▸ **Task to carry out**
Line by line, reproduce the records exactly.

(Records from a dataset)
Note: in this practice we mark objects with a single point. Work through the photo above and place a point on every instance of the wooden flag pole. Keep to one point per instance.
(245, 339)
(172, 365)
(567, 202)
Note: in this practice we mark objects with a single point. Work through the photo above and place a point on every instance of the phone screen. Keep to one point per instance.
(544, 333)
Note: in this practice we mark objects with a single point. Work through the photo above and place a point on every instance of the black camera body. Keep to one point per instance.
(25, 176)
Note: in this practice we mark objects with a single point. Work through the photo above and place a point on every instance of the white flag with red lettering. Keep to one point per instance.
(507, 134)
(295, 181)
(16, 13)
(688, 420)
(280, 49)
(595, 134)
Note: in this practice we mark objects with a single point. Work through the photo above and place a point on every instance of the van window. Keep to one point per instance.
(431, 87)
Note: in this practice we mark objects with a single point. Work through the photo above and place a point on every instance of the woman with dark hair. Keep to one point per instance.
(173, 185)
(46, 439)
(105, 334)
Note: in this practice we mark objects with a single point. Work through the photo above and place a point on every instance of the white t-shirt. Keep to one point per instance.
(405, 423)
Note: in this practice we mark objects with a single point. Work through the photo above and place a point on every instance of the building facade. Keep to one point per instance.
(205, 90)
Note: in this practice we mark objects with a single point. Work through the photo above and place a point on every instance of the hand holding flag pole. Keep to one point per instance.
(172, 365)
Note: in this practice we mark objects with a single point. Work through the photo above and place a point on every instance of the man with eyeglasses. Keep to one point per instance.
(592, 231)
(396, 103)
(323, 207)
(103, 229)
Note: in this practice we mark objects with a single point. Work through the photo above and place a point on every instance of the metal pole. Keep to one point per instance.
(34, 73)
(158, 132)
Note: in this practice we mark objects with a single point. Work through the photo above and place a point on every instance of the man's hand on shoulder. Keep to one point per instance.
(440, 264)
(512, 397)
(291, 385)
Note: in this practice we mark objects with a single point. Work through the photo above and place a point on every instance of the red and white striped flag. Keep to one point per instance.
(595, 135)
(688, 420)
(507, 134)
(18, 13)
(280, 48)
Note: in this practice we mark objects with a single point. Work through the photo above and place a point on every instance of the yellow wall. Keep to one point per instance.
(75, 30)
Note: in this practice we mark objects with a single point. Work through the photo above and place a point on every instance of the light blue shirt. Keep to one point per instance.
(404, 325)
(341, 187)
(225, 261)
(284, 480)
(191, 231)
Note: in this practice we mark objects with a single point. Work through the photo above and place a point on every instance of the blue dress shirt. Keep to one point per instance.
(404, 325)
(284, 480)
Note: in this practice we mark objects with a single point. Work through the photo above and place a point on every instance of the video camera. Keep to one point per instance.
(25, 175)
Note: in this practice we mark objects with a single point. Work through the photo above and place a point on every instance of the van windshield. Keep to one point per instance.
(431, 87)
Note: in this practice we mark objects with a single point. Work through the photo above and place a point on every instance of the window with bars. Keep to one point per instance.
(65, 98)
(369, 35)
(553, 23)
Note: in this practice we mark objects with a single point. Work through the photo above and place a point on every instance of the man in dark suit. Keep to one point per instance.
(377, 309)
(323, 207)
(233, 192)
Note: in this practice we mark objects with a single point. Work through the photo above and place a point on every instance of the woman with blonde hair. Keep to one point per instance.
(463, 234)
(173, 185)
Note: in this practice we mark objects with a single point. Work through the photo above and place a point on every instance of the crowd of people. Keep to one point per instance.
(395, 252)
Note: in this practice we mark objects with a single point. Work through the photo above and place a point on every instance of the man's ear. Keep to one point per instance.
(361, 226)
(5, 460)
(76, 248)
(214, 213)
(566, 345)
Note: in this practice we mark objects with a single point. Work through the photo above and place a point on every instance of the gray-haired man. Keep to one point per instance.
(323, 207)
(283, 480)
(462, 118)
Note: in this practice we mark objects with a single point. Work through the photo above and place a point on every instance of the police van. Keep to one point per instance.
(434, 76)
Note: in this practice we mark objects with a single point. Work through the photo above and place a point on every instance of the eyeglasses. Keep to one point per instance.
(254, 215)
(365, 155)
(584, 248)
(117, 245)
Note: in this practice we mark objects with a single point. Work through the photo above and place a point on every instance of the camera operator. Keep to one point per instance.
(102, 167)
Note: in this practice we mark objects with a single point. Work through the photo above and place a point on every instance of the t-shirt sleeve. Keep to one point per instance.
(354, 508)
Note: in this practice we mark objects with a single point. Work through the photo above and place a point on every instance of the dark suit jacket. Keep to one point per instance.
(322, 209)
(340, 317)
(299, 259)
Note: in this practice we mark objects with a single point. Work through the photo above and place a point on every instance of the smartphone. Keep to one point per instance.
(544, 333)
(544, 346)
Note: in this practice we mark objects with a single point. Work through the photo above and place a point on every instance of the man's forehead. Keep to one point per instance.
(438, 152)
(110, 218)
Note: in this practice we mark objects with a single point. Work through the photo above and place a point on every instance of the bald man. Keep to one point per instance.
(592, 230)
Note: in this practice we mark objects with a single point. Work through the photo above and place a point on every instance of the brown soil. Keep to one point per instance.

▸ **Finished task**
Note: in this practice we mark objects with a single point. Work through the photo above and place a point on every instance of the wooden flag pole. Keep to one point per instance.
(245, 339)
(172, 365)
(567, 202)
Note: in this practice we mark objects with a single point. Work through the photo above and place a point on every instance of the phone screen. Keep to one point per instance.
(544, 333)
Note: in this practice we mark objects with a single point. Work through the photo above and place a point on every instance of the black camera body. Keep to one point per instance.
(25, 176)
Note: in this practice we mark objects with a single point. Work through the photo above and place a point on every instance of the white flag with red lettering. Keep to one point per instance.
(507, 134)
(295, 181)
(16, 13)
(688, 420)
(280, 49)
(595, 134)
Note: in this practice we mark objects with a single point. Work through the photo above and place a point on every instance of the van window. Keep to one point per instance.
(431, 87)
Note: in this practice we mark objects with a single point. Work through the photo above and place a point on every instance of the woman with dark hair. Keep to one point per instance.
(173, 185)
(46, 439)
(105, 334)
Note: in this practice we mark objects with a single point. Work through the photo above and place a point on every instance of the white t-shirt. Keep to one point per instance.
(405, 423)
Note: in this practice we mark objects with a single point. Work through the photo above and place a point on every instance of the building facade. Keep to one point per instance.
(205, 90)
Note: in this practice we mark objects with a single point. Work through the photo above and place a point on every instance of the hand holding flag pole. Keep to one point per instance.
(172, 365)
Note: in this practice we mark objects with a single point. Work through the photo above and place a point on every instance of the man with eyeglasses. Keep to one point per instance.
(592, 231)
(396, 103)
(323, 207)
(103, 229)
Note: in this practice we mark objects with a single point. Work through the photo above and place a point on every instance of the metal pole. Keep to one point per instance.
(34, 73)
(158, 132)
Note: in this practice we mark objects with a single point. Work through the photo above and place a point on every instance of the man's hand on shoulder. Keep to one point per instance.
(440, 264)
(512, 397)
(291, 385)
Note: in this practice we mark objects with a single point. Work through the photo above and place a point on every instance of the red and white striped flag. Keep to one point per instance.
(595, 135)
(688, 420)
(507, 134)
(18, 13)
(280, 48)
Note: in this practice we mark objects with a single point. Work through the photo above and place a point on every instance of the yellow wall. Keep to one point per instance.
(75, 30)
Note: in this practice we mark objects with a single point. Work through the photo above and place a point on every instance of the light blue shirt. Keep to one point per instance.
(404, 325)
(341, 187)
(225, 261)
(284, 480)
(191, 231)
Note: in this practice we mark objects with a single point. Work through the photo above and place a point on every instance of the blue dress shirt. Keep to one point per instance.
(404, 325)
(284, 480)
Note: in this practice we mark objects with a single point. Work through the photo above and place a point on every instance of the video camera. Keep to one point per instance.
(25, 175)
Note: in this practice we mark objects with a single point. Work through the photo above and place a point on every instance of the van windshield. Keep to one point per instance.
(431, 87)
Note: in this practice we mark objects with a single point. Work through the photo above and place a point on every instance of the window with bars. Keep to one point per instance.
(65, 98)
(369, 35)
(553, 23)
Note: in this practice we mark objects with a single point. Work through the photo above and place a point on every instance of the man in dark suit. Keep to one point per instance.
(377, 309)
(323, 207)
(233, 192)
Note: in this practice we mark objects with a single point. Work through the photo above and place a point on every instance of the woman with blonde hair. Keep to one point per instance.
(463, 234)
(173, 185)
Note: in this practice we mark objects with a single point. Work through the photo above and place a point on every instance of the crowd of people. Keep to one point per instance.
(395, 252)
Note: in this practice we mark objects with a single point. Work through the photo above and place a point on every instance of the man's ear. Keep to one point per instance.
(361, 226)
(5, 460)
(76, 248)
(214, 213)
(566, 345)
Note: in this practice we mark objects with a single point. Work through the photo above and place a point on every instance of the gray-haired man. Keep to one point per instance.
(323, 207)
(283, 480)
(462, 118)
Note: in this practice we mark objects with a single point. Work through the photo above and place a point on every instance of the police van. Keep to one point per instance.
(434, 76)
Note: in this practice we mark objects with a single point. Work through the photo above and place a point on every instance of the eyeglasses. Keep to one point per instance.
(254, 215)
(365, 155)
(584, 248)
(117, 245)
Note: in this practice we mark objects with a single point. Work through the photo above and place a point on every instance of the camera operator. Keep to one point per instance.
(102, 167)
Note: in this practice we mark objects with a single point. Work through the photo above and place a point on every instance of the t-shirt sleeve. Keep to one point per instance.
(354, 508)
Note: in this practice we mark objects with a single point. Work through the photo above and place a point on every instance of the dark suit jacket. Keep to one point per instance.
(322, 209)
(340, 317)
(299, 259)
Note: in this practice we mark objects with a single point. Work through the photo above and place a point on every instance of the smartphone. Keep to one point per instance.
(544, 333)
(544, 346)
Note: in this practice we mark objects with a single point. Work through the photo above and place a point on every instance of the man's forehead. Keep to one point per instance.
(438, 152)
(110, 218)
Note: in this practice we mark objects with a single point. Work through the photo above and place a point on every instance of the bald man. Keep to one point per instance.
(592, 230)
Note: in this practice we mark objects with a single point. Work through the photo above and place a point on every instance of the brown soil. Keep to one point per instance.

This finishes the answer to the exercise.